* _Data under study_
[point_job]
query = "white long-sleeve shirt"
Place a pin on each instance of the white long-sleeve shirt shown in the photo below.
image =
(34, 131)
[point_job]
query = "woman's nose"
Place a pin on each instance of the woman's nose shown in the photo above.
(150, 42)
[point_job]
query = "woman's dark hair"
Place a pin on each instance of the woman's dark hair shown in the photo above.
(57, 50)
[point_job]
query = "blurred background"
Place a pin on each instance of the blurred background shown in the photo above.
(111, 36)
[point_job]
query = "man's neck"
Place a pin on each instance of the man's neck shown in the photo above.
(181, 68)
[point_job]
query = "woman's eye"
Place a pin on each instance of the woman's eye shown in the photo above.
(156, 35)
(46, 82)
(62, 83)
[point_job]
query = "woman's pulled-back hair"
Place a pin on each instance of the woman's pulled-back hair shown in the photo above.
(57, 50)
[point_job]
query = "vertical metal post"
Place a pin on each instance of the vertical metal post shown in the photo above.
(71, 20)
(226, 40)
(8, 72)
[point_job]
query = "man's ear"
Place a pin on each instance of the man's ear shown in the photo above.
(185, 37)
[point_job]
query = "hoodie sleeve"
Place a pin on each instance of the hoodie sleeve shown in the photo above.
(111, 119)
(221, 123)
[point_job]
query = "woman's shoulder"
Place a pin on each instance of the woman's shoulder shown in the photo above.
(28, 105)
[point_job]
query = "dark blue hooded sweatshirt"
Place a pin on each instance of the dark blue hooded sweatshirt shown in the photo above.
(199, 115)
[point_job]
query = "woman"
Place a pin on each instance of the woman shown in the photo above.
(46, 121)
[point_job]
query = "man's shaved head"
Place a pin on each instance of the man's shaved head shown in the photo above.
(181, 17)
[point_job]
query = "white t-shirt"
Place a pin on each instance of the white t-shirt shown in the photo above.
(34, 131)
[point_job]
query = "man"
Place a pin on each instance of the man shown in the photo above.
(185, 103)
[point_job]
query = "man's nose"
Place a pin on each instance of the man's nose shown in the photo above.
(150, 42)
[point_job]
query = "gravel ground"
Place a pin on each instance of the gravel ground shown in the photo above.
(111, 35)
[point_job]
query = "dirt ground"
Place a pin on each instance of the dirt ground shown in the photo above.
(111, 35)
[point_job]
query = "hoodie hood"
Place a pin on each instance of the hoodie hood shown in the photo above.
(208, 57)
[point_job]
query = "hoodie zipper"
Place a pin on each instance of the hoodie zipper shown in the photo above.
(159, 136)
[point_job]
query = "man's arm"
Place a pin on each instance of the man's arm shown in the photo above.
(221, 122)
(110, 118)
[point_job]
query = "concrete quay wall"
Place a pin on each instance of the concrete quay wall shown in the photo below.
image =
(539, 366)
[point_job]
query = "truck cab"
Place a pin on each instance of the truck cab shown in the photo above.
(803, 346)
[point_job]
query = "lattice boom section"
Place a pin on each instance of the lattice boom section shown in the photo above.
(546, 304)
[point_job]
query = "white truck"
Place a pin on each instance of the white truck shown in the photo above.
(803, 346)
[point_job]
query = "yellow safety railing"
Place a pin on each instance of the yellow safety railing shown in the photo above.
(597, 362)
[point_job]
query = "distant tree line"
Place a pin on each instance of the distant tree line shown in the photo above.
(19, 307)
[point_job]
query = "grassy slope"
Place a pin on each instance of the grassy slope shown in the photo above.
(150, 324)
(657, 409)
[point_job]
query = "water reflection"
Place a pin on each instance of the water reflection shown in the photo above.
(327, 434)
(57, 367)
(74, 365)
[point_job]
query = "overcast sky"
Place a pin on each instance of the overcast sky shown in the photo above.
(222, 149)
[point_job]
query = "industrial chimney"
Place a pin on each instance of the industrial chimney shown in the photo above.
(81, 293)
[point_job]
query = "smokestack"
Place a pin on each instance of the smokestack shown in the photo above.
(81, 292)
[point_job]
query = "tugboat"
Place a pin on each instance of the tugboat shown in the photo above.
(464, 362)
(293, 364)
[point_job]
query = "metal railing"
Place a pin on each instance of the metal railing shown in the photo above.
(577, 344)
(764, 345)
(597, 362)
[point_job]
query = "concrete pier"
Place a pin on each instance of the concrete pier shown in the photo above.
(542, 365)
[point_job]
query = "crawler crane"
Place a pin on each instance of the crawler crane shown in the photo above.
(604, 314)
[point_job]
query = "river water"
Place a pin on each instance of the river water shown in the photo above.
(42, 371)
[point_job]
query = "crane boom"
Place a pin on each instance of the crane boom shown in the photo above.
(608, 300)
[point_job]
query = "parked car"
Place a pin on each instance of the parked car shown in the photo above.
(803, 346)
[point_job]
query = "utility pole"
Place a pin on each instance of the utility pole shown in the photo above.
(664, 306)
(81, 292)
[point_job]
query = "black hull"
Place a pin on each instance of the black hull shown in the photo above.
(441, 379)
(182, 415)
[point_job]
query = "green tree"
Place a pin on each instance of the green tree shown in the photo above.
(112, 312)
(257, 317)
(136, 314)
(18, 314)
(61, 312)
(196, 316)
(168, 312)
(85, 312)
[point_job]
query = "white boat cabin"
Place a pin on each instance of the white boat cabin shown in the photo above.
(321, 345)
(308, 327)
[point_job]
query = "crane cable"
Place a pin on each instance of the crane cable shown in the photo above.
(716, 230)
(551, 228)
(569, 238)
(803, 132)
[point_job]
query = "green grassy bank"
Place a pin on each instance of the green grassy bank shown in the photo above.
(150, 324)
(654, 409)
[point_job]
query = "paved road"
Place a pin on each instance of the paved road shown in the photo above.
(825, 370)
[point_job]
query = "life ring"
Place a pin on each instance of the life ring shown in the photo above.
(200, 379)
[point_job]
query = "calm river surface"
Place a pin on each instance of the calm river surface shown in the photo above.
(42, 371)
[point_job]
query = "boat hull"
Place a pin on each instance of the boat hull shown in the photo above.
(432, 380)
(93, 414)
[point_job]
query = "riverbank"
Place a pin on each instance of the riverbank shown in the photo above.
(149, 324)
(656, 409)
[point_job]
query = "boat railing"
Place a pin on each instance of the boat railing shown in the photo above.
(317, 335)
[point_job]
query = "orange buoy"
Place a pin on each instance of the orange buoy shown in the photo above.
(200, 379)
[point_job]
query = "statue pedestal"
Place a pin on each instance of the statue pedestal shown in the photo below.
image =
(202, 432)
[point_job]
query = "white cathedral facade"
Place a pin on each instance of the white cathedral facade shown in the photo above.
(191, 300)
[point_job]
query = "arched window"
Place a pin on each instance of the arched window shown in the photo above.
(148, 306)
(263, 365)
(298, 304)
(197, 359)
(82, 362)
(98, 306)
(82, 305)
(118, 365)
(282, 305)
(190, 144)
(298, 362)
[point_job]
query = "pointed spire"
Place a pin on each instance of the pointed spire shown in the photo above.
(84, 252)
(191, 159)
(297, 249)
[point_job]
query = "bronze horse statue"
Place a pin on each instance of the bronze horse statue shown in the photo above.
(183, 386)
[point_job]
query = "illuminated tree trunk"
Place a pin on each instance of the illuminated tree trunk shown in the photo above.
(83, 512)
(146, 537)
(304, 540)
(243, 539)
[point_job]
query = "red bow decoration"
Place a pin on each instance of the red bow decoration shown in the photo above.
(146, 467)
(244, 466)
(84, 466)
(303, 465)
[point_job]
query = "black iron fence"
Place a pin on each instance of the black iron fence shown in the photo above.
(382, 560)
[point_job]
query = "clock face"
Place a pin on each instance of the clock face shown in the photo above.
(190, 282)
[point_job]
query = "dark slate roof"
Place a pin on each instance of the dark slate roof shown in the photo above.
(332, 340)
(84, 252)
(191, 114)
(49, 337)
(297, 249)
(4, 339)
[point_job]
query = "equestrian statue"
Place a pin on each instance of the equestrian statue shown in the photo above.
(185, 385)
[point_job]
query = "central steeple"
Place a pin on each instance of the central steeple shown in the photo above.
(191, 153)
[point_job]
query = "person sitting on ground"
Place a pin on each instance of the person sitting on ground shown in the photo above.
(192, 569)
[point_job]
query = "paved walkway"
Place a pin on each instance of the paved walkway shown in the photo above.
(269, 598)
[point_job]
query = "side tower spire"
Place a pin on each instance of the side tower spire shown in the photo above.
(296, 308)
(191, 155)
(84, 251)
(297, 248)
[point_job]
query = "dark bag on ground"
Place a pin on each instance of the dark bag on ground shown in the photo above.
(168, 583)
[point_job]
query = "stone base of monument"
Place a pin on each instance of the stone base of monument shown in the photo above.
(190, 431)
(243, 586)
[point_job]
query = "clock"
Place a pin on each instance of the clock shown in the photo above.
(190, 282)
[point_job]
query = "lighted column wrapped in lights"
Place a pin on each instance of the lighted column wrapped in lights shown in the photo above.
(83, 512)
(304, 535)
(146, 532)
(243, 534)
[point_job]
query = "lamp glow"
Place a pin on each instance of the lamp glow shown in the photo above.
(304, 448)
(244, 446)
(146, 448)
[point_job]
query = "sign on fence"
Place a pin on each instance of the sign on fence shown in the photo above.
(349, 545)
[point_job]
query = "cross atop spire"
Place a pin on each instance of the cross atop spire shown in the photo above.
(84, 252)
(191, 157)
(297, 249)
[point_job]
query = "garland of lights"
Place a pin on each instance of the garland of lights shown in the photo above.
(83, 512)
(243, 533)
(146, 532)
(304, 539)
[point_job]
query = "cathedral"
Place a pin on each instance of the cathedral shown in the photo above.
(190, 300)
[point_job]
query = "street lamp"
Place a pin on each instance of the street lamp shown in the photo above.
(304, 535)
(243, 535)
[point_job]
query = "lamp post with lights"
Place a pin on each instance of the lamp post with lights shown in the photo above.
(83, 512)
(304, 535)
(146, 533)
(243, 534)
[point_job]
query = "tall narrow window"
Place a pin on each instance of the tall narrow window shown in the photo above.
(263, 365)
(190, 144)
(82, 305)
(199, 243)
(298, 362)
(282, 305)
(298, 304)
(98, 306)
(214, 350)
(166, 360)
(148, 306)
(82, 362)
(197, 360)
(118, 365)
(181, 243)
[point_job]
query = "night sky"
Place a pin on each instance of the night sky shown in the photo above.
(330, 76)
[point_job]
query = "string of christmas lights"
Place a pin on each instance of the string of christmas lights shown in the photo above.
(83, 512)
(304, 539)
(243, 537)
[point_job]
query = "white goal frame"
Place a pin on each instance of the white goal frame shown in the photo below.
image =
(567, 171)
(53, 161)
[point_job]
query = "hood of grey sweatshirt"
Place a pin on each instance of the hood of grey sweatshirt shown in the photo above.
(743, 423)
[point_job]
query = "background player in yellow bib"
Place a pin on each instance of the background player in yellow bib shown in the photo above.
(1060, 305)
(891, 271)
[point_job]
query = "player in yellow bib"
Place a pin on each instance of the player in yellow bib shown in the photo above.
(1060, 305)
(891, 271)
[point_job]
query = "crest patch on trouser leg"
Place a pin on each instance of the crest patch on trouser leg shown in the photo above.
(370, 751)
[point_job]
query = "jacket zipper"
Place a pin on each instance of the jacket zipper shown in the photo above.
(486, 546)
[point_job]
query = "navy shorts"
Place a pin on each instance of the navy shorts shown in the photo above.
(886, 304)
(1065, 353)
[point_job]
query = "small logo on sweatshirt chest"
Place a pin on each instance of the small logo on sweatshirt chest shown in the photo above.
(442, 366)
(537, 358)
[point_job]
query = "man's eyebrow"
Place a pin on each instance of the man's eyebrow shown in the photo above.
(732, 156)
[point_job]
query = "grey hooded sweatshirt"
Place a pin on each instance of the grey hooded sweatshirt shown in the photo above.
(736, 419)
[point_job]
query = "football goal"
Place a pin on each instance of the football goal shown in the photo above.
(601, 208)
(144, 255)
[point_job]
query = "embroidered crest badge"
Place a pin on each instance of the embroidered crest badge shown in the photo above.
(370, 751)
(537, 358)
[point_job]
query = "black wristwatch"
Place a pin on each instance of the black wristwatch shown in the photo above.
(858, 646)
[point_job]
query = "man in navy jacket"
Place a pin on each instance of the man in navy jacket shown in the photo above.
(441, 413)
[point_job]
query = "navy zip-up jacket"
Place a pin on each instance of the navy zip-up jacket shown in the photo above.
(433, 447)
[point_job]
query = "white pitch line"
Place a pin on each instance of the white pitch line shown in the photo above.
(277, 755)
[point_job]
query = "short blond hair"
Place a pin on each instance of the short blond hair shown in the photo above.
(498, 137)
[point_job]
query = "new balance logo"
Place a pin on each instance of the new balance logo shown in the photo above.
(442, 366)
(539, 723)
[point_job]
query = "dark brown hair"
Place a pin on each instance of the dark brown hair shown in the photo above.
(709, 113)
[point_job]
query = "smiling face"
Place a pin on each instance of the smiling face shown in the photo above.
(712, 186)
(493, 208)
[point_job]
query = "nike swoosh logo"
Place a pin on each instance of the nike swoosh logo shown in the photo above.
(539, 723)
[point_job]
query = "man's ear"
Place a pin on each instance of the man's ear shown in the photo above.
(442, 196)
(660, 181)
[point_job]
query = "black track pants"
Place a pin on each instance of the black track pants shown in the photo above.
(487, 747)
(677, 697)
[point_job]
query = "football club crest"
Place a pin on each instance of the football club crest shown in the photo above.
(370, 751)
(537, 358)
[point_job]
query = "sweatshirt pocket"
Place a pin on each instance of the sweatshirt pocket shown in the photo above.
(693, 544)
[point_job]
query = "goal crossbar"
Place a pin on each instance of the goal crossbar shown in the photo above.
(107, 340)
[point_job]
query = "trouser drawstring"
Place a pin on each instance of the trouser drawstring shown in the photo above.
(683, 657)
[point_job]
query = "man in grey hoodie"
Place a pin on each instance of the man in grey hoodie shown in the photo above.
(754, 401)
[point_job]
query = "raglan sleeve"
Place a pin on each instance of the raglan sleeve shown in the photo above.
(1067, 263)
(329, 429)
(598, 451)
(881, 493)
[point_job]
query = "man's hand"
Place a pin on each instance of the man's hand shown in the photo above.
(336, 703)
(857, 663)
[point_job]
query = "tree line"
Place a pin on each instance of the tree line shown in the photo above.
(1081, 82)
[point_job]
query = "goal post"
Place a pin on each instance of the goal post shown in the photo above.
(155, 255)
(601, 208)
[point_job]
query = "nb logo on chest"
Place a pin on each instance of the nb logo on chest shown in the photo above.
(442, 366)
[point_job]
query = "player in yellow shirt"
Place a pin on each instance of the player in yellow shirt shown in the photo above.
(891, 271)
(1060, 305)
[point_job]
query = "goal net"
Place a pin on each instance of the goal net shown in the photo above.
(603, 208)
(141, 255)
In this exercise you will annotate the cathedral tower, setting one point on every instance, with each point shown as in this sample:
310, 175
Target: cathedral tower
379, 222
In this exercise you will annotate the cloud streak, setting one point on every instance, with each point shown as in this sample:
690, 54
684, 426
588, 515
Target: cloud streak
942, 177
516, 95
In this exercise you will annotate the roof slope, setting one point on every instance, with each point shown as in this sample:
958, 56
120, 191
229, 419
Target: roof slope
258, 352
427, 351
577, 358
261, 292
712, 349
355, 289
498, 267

* _What to work on_
Using the material above, find each line that holds "frame" and copy that line.

* _Exercise response_
query = "white goal frame"
Place a pin on each instance of the white goal frame shown in the photo below.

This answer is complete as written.